■ Document segment ■
◇ ◇ ◇ ◇
# I'm Painting a Car Dealership ...



## Bobbo (Jul 20, 2010)

We're painting a Honda dealership in Eatontown NJ right across from the DMV . I'm doing most of the job at off hours or when customer traffic is slowest in those areas . The job is about 3/4 complete so I figured I would post the first batch of pictures with more to come as we finish up . Enjoy


----------



## scottjr (Jan 14, 2012)

Bobbo said:


> We're painting a Honda dealership in Eatontown NJ right across from the DMV . I'm doing most of the job at off hours or when customer traffic is slowest in those areas . The job is about 3/4 complete so I figured I would post the first batch of pictures with more to come as we finish up . Enjoy


Looking good. What products did you use?
Did they try to sell you a car?


----------



## ewingpainting.net (Jun 2, 2008)

nice work, the people in Eatontown NJ will have a nice paint job to look at while buying a Honda at the DCH Kay Honda dealership.


----------



## Bobbo (Jul 20, 2010)

scottjr said:


> Looking good. What products did you use?
> Did they try to sell you a car?



I used Benjamin Moore Regal eggshell finish for most of the walls , The trims were dome in a durable enamel and the blue stripe was Regal flat for a contrast to the white eggshell . As for buying a car , No they didn't try to sell me one but I was looking as I will need a new ride pretty soon .


----------



## Bobbo (Jul 20, 2010)

ewingpainting.net said:


> nice work, the people in Eatontown NJ will have a nice paint job to look at while buying a Honda at the DCH Kay Honda dealership.



The dealership is so high traffic that I'm afraid my beautiful paint job won't last long


----------



## ewingpainting.net (Jun 2, 2008)

well if anything the people in a middlesex county and monmouth county will have a place to look at your professional paint job. 

btw did the Honda dealership have popcorn? It's the 1st thing I look for when i go to car dealerships


----------



## Bobbo (Jul 20, 2010)

ewingpainting.net said:


> well if anything the people in a middlesex county and monmouth county will have a place to look at your professional paint job.
◇ ◇ ◇ ◇
■ Information shown ■
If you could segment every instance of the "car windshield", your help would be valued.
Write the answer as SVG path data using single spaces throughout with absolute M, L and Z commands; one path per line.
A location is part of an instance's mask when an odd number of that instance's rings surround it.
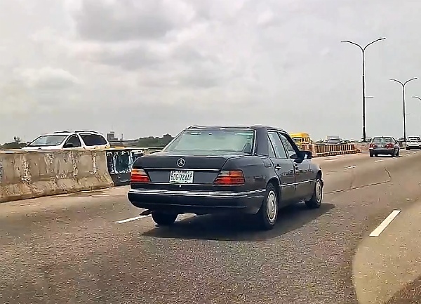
◇ ◇ ◇ ◇
■ Challenges ■
(a) According to the dealership painting thread, what paint was used for the blue stripe?
(b) Carry the forum thread about painting the Honda dealership forward from its final line.

■ Responses for each task ■
(a) Benjamin Moore Regal flat, chosen to contrast with the white eggshell walls.

(b)
> 
> btw did the Honda dealership have popcorn? It's the 1st thing I look for when i go to car dealerships



No popcorn ! A great FREE coffee machine though ! I'm trying to be less SEO friendly on purpose here . Just remember your the one putting all these juicy keywords in here . I just added a few tags :whistling2:


----------



## ewingpainting.net (Jun 2, 2008)

I'm just playing around, looks great!


----------



## Bobbo (Jul 20, 2010)

ewingpainting.net said:


> I'm just playing around, looks great!


 I like showing off the work I've done and I really appreciate the kind words ! It's always nice to hear " Job well done " from one's peers ! :yes:


----------



## Delta Painting (Apr 27, 2010)

Looks nice...


----------



## Bobbo (Jul 20, 2010)

Second wave of pictures . Here are some of the other parts of the dealership we worked on . We painted the companies executive offices and main office as well as both the service waiting areas . I still have to go back and paint the whole service area another time .


----------



## Builtmany (Dec 5, 2009)

DCH has a whole lot of dealerships in the state. Hopefully they throw you more work after this job at Kay.


----------



## Bobbo (Jul 20, 2010)

Builtmany said:


> DCH has a whole lot of dealerships in the state. Hopefully they throw you more work after this job at Kay.



I wouldn't mind painting more dealerships . The biggest hassle was keeping customers and staff away from my work areas , Other than that it was easy .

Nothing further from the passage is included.